Financial management involves the planning for future profitability and cash flows of an organization. The major objective of financial management is to assess the current financial condition of business and plan for the future accordingly. Financial management involves financial planning, financial controlling, budgeting, forecasting and making capital budgeting decisions based on various techniques. These functions of financial management help in achieving higher profitability and cash flows for the organization (Economy Watch). The financial management process involves the integrated efforts of the key personnel in an organization at various levels as shown in the diagram below.

Strategic and Financial Objectives

The strategic objectives of an organization include the overall goals of the organization such as dealing with competition, increasing the market share of the product and innovation in production. Financial objectives on the other hand include objectives such as profitability, share value maximization and target capital structure. Nokia put emphasis on both objectives in similar ways. The compensation of executives is linked with these objectives.

Nokia’s strategic objectives include purpose of business, scope of business, improvement and innovation in technology, increase in market share, increasing revenue from new products, retaining customers, quality and environmental success whereas the financial objectives include maximization of shareholders’ wealth, increasing revenue, operating income and cash flows of the company (Nokia). Though there are departments and segments in the organization but Nokia does not prepare financial documents and statements separately for each segment. The level selected for Nokia is the company as a whole and not a department of segment as no financial reports and statements are produced or published.

Financial Planning and Control

Financial Planning is a vital part of financial management and involves making plans for increasing future cash flows and profitability and includes six stages. Organizations rely on financial planning and control to make various important decisions. The first stage of the process is to forecast future financial statements and set standards for financial control. The second step involves the determination of funds required to implement the plan.

== Given records ==

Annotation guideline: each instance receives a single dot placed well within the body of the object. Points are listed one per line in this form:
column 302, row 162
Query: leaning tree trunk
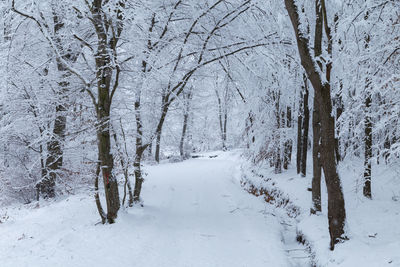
column 164, row 111
column 54, row 160
column 367, row 147
column 288, row 146
column 306, row 123
column 104, row 74
column 336, row 206
column 316, row 180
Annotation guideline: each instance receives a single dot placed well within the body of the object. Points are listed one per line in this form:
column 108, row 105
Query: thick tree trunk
column 316, row 180
column 367, row 147
column 104, row 74
column 336, row 206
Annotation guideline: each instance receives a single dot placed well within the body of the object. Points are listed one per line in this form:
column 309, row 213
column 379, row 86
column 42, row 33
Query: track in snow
column 195, row 214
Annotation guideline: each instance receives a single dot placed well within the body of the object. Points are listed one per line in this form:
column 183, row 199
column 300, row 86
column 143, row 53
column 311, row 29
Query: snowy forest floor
column 372, row 225
column 195, row 214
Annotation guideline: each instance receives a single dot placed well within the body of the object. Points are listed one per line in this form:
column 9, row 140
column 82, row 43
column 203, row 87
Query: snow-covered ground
column 372, row 225
column 195, row 214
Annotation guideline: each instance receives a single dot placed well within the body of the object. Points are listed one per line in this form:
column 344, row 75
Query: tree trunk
column 336, row 206
column 54, row 160
column 287, row 155
column 160, row 125
column 367, row 147
column 316, row 180
column 300, row 133
column 302, row 130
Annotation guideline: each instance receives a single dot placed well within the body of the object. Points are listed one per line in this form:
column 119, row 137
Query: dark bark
column 164, row 112
column 316, row 180
column 306, row 125
column 222, row 118
column 336, row 206
column 288, row 146
column 54, row 160
column 299, row 134
column 187, row 97
column 125, row 167
column 302, row 130
column 367, row 147
column 277, row 146
column 102, row 214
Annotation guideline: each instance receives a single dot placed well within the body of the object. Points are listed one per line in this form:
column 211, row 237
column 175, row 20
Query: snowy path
column 195, row 214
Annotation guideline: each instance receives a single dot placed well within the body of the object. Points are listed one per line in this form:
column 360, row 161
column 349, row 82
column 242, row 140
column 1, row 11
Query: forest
column 199, row 133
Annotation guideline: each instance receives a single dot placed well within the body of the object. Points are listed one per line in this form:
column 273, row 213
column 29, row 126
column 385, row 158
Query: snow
column 195, row 214
column 372, row 225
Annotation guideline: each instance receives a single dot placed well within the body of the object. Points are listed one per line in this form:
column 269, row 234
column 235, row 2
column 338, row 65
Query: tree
column 336, row 207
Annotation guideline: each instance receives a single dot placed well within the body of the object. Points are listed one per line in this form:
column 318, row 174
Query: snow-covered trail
column 195, row 214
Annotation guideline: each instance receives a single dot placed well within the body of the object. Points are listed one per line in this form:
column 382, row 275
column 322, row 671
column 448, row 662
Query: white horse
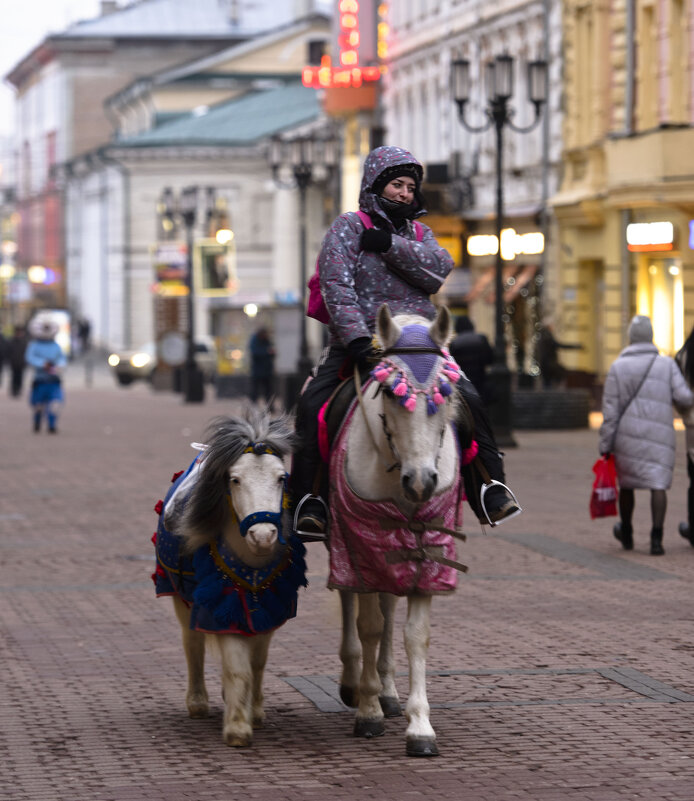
column 233, row 567
column 395, row 506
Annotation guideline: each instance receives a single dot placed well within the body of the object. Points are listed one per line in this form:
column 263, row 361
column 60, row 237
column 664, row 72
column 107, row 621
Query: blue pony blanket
column 226, row 596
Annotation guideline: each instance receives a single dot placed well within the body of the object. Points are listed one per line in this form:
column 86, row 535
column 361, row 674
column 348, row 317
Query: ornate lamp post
column 186, row 207
column 299, row 158
column 499, row 86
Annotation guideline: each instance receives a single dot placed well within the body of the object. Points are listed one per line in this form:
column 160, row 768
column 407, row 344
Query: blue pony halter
column 260, row 448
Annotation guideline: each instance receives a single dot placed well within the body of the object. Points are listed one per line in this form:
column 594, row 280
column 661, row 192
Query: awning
column 520, row 280
column 484, row 286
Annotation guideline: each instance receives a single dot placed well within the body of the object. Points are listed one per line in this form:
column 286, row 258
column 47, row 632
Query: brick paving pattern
column 563, row 668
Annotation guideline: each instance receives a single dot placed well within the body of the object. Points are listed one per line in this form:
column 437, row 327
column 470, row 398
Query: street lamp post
column 186, row 208
column 499, row 85
column 300, row 157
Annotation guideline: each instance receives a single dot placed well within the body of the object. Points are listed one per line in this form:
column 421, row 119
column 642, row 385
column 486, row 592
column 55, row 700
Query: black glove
column 361, row 352
column 376, row 240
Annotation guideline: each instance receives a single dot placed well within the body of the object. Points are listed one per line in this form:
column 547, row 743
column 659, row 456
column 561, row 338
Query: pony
column 395, row 503
column 226, row 554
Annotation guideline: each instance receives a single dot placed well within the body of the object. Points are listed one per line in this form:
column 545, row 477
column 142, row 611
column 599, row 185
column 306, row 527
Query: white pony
column 233, row 567
column 395, row 505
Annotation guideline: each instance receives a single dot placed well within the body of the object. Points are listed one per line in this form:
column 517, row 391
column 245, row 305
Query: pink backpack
column 316, row 305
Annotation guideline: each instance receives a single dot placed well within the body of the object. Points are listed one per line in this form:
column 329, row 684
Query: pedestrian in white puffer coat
column 640, row 389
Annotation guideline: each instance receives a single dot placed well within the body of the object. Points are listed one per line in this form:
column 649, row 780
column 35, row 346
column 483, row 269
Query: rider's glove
column 376, row 240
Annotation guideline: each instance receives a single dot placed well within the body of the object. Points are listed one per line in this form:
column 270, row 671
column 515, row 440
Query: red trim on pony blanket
column 323, row 443
column 469, row 454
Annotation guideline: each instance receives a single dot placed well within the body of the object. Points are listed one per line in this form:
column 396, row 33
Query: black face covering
column 398, row 212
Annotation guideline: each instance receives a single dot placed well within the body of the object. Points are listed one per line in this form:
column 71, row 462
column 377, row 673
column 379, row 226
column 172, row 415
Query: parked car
column 139, row 364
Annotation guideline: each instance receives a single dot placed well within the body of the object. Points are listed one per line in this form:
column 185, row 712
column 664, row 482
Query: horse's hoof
column 369, row 728
column 238, row 740
column 390, row 706
column 349, row 696
column 198, row 711
column 421, row 746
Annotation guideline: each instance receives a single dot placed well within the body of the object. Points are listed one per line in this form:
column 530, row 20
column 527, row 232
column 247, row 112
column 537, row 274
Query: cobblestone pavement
column 563, row 668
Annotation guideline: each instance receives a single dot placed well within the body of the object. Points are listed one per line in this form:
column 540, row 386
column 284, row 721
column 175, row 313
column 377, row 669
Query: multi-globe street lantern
column 185, row 208
column 499, row 91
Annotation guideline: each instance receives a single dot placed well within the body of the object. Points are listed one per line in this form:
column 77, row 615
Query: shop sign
column 512, row 244
column 650, row 236
column 355, row 51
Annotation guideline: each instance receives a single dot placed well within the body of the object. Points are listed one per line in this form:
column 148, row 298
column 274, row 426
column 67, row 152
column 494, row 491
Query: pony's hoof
column 349, row 696
column 421, row 746
column 238, row 740
column 390, row 706
column 369, row 728
column 198, row 710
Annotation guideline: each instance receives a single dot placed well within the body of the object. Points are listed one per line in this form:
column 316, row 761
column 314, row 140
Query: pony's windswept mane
column 207, row 511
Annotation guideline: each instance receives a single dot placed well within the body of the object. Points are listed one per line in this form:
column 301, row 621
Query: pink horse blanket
column 375, row 548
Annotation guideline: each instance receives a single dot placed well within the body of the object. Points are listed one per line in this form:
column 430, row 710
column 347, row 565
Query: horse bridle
column 275, row 518
column 387, row 433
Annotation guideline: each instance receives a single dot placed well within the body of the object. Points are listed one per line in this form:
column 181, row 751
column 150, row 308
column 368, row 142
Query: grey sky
column 24, row 25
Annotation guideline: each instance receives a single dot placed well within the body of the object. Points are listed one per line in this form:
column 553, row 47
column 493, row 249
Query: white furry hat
column 640, row 329
column 43, row 327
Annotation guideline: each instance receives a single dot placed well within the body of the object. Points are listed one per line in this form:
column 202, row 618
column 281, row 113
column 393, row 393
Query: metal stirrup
column 483, row 492
column 309, row 497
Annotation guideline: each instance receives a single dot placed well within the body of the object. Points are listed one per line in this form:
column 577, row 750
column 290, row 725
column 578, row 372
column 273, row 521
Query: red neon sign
column 348, row 71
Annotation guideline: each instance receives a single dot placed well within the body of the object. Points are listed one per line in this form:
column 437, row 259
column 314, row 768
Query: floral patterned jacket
column 354, row 283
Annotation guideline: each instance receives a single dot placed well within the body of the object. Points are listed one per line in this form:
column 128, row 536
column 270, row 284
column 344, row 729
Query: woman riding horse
column 361, row 268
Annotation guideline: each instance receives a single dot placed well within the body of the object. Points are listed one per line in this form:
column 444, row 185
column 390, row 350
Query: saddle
column 332, row 413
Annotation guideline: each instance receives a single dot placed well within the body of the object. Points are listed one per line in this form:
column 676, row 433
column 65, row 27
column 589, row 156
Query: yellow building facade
column 625, row 208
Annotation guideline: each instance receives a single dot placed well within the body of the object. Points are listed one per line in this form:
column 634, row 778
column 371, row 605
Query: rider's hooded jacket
column 354, row 282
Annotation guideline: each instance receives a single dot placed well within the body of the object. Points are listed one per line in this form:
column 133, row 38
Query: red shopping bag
column 603, row 498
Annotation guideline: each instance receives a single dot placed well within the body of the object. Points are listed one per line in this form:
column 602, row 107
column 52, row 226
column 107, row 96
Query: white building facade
column 426, row 36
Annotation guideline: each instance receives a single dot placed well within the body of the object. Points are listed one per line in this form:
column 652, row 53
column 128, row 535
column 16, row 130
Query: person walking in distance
column 16, row 353
column 46, row 356
column 473, row 353
column 685, row 361
column 640, row 389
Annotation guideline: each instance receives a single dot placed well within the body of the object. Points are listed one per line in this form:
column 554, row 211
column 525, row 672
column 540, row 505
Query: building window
column 647, row 70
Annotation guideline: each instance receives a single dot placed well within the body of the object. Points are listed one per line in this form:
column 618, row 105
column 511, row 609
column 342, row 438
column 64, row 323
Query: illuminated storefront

== Required work ==
• A. Restate the stretch of the financial management text from "Financial management involves the" through "the diagram below.", switching "cash flows" to "cash inflows".
• B. Pull out and copy every line of the listing that contains the word "blanket".

== Answers to the tasks ==
• A.
Financial management involves the planning for future profitability and cash inflows of an organization. The major objective of financial management is to assess the current financial condition of business and plan for the future accordingly. Financial management involves financial planning, financial controlling, budgeting, forecasting and making capital budgeting decisions based on various techniques. These functions of financial management help in achieving higher profitability and cash inflows for the organization (Economy Watch). The financial management process involves the integrated efforts of the key personnel in an organization at various levels as shown in the diagram below.

• B.
Query: blue pony blanket
Query: red trim on pony blanket
Query: pink horse blanket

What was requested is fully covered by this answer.